**Excerpt provided:**
# # # #

Foreign Film Week: As a Collector Loves His Most Prized Item: ‘Gabrielle’ (2005)

Isabelle Huppert stars in Gabrielle
Guest post written by Amanda Civitello
Gabrielle is a beautifully complex film, the kind of movie that begs to be watched with attention. Starring the unparalleled Isabelle Huppert and Pascal Greggory, who each deliver spellbinding performances, and based on the short story “The Return” by Joseph Conrad, Gabrielle tells the story of a well-to-do woman, the wife of a successful businessman in turn-of-the-twentieth-century Paris, who one afternoon makes up her mind to leave her husband, writes him a note to that effect, leaves – and then, three hours later, returns. It’s a film with disconcertingly ambiguous characters who alternately elicit frustration, antipathy, disgust, and sympathy from the audience. There isn’t really a heroine to this film, but neither is there an anti-hero; the strength of Gabrielle is in its rendering of utterly perplexing, thoroughly human characters. Patrice Chéreau could not have chosen a better pair of actors to anchor his film. Huppert and Greggory shine in roles that rely primarily on non-verbal acting, embodying their characters with achingly subtle realism. The film suffers from some stylistic problems – it’s sometimes difficult, for example, to know what Chéreau intends when the film switches abruptly from black and white to color – but is, ultimately, a beautifully shot and well-acted film whose complex, disquieting story is all the more harrowing couched as it is in such lovely photography.

# # # #

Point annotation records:
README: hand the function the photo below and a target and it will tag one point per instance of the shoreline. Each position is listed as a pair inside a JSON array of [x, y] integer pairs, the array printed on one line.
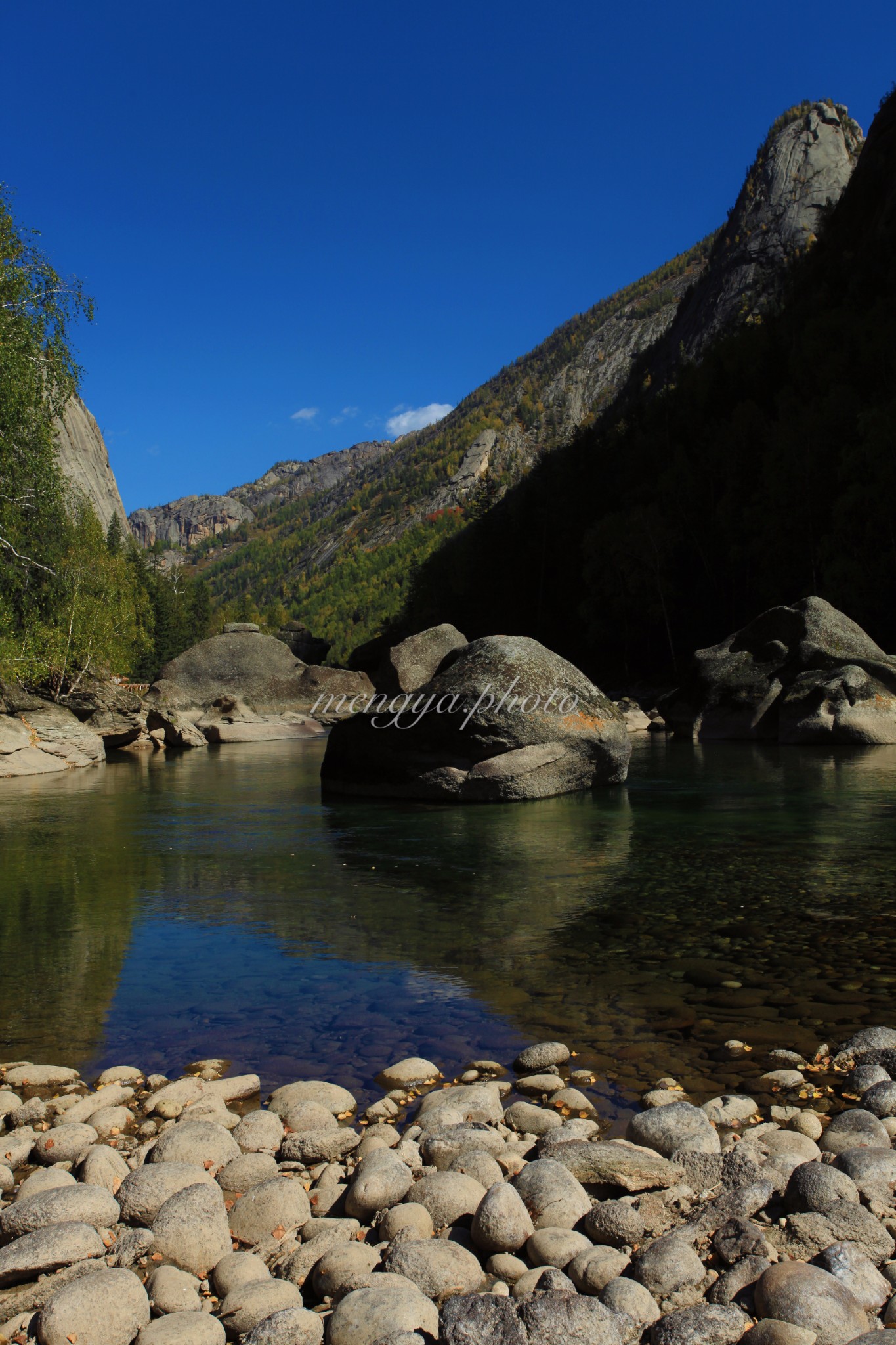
[[463, 1210]]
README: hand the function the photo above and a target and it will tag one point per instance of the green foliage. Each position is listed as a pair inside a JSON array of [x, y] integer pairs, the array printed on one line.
[[38, 374], [767, 474], [74, 602]]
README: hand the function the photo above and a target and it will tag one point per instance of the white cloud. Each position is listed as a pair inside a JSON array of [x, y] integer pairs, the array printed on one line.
[[417, 417], [347, 413]]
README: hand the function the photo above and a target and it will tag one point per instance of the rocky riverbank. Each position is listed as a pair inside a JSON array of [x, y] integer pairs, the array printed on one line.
[[477, 1211]]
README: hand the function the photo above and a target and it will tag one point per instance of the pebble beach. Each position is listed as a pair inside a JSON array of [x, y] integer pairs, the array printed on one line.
[[494, 1207]]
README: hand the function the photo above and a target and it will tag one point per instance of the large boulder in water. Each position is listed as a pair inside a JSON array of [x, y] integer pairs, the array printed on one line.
[[417, 659], [503, 718], [796, 674], [254, 669]]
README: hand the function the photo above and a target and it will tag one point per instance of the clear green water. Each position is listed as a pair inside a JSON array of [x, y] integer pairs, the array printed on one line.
[[160, 910]]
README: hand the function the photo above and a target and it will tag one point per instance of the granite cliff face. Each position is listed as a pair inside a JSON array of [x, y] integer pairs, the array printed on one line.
[[796, 179], [367, 498], [188, 521], [191, 519], [85, 460]]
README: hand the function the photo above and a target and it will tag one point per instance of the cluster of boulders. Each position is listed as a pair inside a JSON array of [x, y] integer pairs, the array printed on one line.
[[796, 674], [490, 1210], [484, 724], [240, 686], [494, 720]]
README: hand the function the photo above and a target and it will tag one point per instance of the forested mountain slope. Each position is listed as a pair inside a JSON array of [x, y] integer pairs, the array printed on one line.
[[335, 541], [767, 472]]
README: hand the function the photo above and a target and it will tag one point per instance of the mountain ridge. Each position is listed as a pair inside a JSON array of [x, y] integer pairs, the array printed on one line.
[[339, 554], [765, 474]]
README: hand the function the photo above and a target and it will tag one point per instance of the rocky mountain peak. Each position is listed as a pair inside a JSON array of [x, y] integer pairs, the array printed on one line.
[[85, 460], [797, 177]]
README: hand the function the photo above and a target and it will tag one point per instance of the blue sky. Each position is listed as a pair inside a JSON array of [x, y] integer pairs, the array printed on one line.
[[303, 223]]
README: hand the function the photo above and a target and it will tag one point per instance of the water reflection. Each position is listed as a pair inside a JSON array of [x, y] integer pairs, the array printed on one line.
[[164, 908]]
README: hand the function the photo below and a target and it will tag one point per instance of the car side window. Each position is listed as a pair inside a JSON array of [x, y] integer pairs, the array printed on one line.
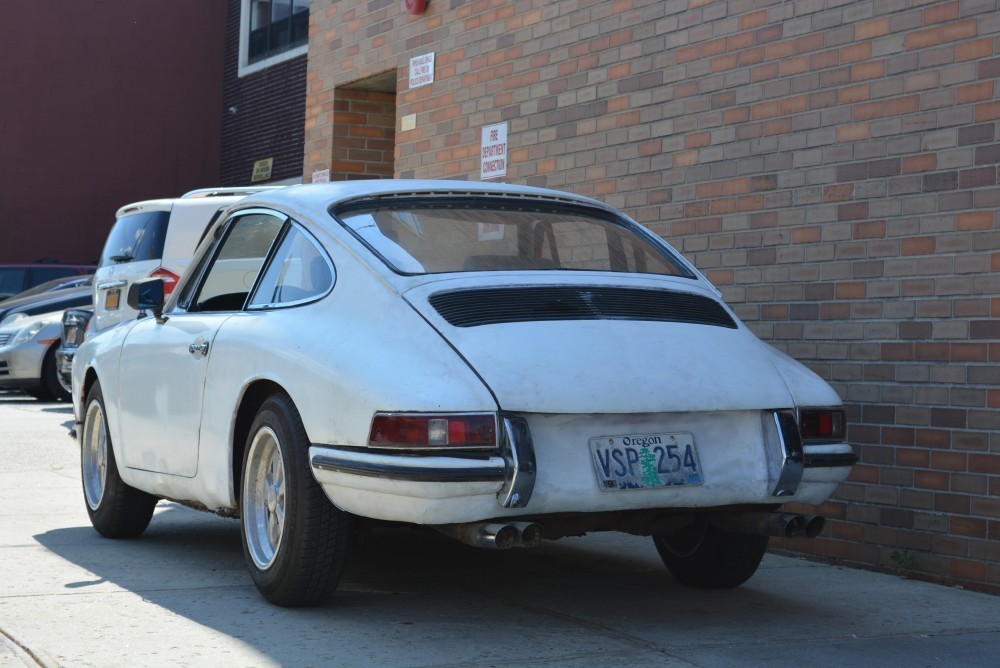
[[136, 237], [299, 271], [240, 257]]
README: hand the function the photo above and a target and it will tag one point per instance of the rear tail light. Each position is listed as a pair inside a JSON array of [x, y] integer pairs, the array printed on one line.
[[821, 424], [421, 430], [169, 279]]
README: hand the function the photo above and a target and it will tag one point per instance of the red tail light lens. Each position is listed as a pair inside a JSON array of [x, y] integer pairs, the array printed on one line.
[[821, 424], [420, 430], [169, 280]]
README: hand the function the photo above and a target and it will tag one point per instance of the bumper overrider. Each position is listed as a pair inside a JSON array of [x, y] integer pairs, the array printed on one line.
[[496, 484]]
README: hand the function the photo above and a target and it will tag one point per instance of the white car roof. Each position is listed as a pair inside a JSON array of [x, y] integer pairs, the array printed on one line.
[[314, 199], [203, 197]]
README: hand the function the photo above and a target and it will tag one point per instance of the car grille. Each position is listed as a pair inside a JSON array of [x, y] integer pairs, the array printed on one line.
[[469, 308]]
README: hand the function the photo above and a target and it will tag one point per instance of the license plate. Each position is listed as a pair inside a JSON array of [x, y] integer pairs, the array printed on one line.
[[645, 461], [112, 298]]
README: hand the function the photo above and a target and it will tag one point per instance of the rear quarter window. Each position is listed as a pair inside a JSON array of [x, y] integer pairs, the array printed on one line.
[[11, 281], [136, 237]]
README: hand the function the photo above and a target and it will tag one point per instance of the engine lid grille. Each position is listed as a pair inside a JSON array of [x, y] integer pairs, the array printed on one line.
[[491, 306]]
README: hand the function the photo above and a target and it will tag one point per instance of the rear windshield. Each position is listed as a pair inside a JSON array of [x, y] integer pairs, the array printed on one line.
[[136, 237], [490, 234]]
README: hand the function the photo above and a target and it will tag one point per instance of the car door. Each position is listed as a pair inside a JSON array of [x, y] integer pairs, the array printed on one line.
[[165, 363]]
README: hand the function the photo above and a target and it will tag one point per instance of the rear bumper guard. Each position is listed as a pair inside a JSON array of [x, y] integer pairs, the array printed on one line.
[[514, 467]]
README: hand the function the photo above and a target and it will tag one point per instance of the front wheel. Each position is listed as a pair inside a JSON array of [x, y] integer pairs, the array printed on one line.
[[704, 556], [116, 510], [294, 539]]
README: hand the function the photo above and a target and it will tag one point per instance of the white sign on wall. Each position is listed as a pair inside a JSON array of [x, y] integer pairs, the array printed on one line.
[[494, 151], [422, 70]]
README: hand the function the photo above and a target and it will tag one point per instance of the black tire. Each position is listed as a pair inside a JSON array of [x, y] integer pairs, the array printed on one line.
[[704, 556], [116, 510], [294, 540], [50, 376]]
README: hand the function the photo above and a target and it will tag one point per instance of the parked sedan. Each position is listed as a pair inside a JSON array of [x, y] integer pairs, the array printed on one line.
[[504, 364], [30, 332]]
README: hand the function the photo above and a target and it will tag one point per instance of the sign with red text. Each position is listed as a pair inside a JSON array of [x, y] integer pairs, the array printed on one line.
[[494, 151], [422, 70]]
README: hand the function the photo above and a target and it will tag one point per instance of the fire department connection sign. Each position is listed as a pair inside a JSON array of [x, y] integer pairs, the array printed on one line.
[[494, 151]]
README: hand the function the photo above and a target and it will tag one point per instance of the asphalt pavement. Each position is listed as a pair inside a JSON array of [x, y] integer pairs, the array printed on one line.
[[180, 595]]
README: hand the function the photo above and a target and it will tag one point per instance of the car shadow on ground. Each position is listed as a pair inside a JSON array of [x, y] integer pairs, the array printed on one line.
[[600, 595]]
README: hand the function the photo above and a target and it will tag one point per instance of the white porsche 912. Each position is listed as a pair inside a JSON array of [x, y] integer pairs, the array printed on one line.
[[504, 364]]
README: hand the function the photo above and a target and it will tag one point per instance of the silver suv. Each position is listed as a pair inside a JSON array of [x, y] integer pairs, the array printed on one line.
[[154, 238]]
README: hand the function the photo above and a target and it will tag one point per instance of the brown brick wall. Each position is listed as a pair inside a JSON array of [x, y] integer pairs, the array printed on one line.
[[364, 128], [831, 165]]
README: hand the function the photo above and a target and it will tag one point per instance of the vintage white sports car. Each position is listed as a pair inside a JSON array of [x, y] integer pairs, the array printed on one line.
[[504, 364]]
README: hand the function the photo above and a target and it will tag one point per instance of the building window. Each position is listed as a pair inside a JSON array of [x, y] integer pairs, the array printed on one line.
[[272, 31]]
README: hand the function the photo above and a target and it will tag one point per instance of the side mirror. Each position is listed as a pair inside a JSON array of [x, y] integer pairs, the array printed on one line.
[[147, 294]]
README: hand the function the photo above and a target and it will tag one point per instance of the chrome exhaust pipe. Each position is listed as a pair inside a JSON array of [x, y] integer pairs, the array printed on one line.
[[490, 535], [529, 533], [786, 525], [813, 525]]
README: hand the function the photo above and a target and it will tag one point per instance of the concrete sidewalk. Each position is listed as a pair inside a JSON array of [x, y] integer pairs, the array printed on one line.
[[180, 595]]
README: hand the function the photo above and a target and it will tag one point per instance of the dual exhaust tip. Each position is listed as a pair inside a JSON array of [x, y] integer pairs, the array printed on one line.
[[786, 525], [495, 535]]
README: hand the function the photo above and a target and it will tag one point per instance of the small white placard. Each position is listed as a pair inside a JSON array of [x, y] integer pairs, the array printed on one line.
[[494, 151], [422, 70]]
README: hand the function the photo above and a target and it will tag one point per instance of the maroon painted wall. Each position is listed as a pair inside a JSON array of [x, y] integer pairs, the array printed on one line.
[[102, 104]]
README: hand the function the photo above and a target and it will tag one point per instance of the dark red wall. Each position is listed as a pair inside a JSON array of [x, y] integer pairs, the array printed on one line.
[[102, 104]]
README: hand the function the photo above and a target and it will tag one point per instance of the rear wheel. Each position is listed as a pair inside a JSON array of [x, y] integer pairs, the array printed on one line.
[[704, 556], [116, 510], [294, 539]]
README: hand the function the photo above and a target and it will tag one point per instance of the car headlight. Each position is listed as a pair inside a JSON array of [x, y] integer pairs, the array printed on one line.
[[11, 319], [27, 334]]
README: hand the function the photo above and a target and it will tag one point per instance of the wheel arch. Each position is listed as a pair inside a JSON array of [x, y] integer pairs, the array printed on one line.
[[253, 397], [89, 379]]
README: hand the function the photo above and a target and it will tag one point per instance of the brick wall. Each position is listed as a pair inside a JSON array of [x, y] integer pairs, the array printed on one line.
[[262, 115], [830, 164], [364, 128]]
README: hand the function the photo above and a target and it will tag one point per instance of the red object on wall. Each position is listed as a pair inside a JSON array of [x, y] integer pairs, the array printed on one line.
[[416, 6]]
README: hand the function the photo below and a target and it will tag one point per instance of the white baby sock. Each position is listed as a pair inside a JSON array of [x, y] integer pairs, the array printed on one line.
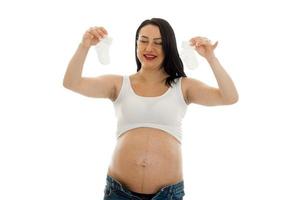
[[102, 49], [188, 55]]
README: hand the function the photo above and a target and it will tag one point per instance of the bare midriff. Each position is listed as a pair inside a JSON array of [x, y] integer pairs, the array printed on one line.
[[146, 160]]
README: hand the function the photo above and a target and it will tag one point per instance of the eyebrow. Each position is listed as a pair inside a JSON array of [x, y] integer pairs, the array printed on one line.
[[148, 37]]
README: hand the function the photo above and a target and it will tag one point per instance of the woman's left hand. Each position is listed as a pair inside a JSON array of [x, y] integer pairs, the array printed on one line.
[[203, 46]]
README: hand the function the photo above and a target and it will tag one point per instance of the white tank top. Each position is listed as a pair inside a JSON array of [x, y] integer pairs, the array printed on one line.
[[163, 112]]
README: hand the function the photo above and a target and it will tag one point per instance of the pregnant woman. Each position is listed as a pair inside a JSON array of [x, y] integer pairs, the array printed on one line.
[[149, 105]]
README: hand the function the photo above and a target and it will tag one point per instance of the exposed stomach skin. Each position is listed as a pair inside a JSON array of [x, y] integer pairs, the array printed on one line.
[[146, 160]]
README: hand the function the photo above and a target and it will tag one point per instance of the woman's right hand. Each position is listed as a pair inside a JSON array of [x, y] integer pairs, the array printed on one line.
[[93, 35]]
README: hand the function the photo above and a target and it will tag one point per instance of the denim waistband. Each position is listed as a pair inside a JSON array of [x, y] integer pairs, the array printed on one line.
[[174, 188]]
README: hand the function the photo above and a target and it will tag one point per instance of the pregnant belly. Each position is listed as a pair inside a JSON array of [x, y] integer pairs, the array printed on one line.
[[146, 159]]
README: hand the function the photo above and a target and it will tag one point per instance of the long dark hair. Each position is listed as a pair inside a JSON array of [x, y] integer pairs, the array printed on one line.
[[172, 63]]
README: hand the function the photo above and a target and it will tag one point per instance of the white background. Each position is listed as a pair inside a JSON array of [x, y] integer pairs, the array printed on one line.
[[56, 144]]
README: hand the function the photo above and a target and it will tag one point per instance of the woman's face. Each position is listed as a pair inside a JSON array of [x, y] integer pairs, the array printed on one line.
[[149, 47]]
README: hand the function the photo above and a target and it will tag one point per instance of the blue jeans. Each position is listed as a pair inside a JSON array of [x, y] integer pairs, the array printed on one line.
[[114, 190]]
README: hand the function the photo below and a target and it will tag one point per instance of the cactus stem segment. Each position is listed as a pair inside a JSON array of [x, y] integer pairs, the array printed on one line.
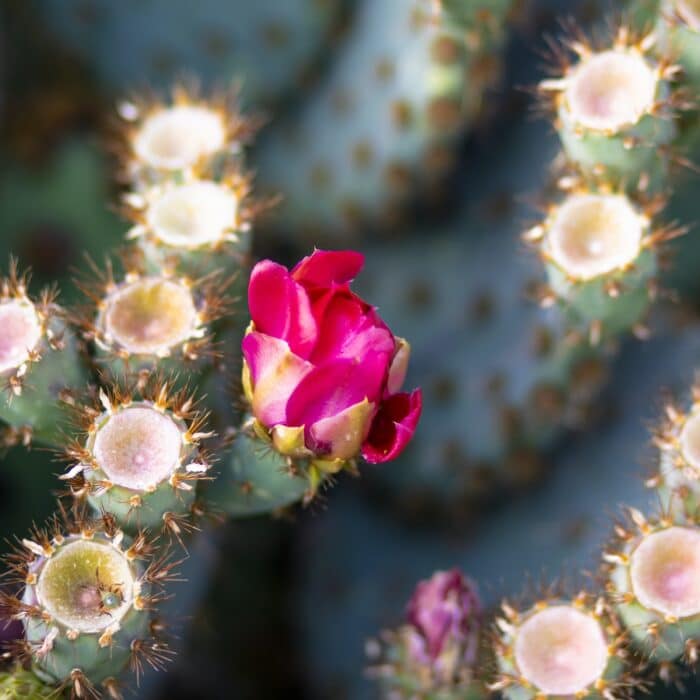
[[654, 579], [141, 458], [145, 318]]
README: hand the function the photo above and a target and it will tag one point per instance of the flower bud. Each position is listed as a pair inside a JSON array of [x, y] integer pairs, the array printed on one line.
[[322, 371], [444, 616]]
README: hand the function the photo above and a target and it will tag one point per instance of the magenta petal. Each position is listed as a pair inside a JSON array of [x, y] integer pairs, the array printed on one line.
[[332, 387], [393, 427], [350, 329], [281, 308], [275, 373], [325, 267]]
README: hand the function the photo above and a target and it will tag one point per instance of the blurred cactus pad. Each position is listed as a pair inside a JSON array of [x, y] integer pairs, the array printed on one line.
[[349, 349]]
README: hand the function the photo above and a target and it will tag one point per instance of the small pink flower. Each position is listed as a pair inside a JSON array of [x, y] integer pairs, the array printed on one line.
[[322, 371], [444, 616]]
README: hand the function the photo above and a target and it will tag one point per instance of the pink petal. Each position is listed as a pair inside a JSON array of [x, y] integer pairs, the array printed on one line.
[[330, 388], [281, 308], [275, 372], [324, 267], [393, 427], [399, 367], [341, 436], [349, 328]]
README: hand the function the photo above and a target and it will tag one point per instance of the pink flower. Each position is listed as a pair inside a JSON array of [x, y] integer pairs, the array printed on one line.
[[444, 615], [322, 371]]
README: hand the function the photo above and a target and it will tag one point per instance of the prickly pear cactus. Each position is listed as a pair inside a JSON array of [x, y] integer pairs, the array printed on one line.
[[500, 379], [409, 77], [268, 46]]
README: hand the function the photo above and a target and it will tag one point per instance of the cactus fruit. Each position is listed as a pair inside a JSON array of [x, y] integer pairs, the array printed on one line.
[[614, 109], [176, 139], [87, 606], [40, 364], [194, 226], [269, 45], [599, 250], [654, 578], [385, 117], [141, 459], [560, 648], [145, 319]]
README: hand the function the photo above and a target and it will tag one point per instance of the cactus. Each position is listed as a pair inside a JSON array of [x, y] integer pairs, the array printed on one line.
[[39, 361], [559, 648], [652, 570], [144, 318], [140, 460], [19, 684], [267, 46], [52, 219], [322, 372], [384, 119], [614, 107], [87, 604]]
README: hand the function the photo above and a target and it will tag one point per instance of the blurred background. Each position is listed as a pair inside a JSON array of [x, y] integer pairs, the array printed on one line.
[[283, 607]]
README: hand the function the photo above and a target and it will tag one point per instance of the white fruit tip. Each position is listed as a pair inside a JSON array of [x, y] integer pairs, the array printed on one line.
[[561, 651], [20, 332], [610, 90], [665, 572], [177, 137], [592, 235]]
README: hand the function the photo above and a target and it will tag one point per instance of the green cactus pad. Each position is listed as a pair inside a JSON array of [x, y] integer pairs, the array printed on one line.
[[613, 112], [52, 219], [269, 45], [40, 379], [385, 117], [254, 480]]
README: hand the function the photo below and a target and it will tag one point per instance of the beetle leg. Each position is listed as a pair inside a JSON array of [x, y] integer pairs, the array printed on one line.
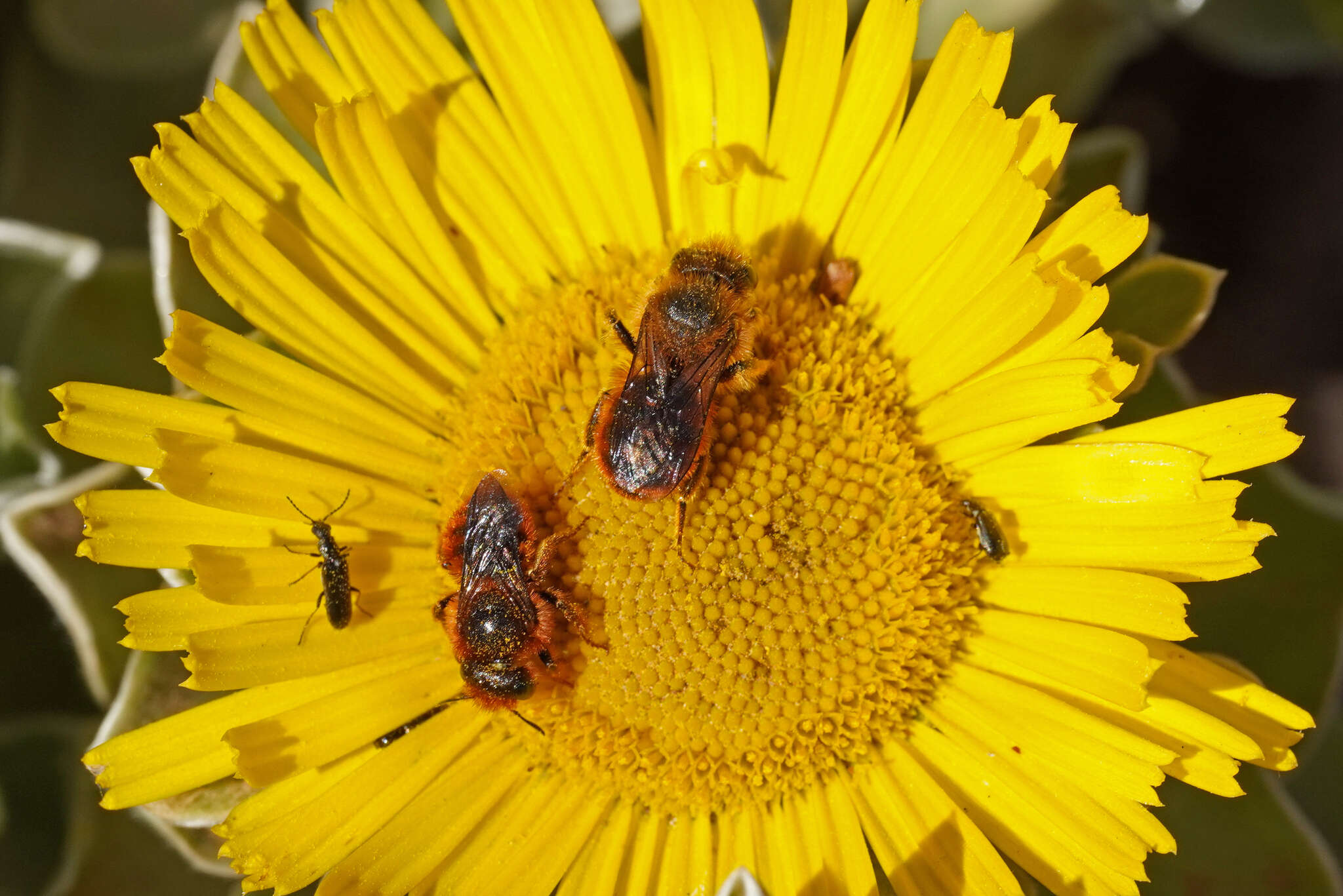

# # # #

**Written exercise:** According to the review of Gabrielle, how long after leaving her husband does the woman return?

**Worked answer:** She returns three hours later.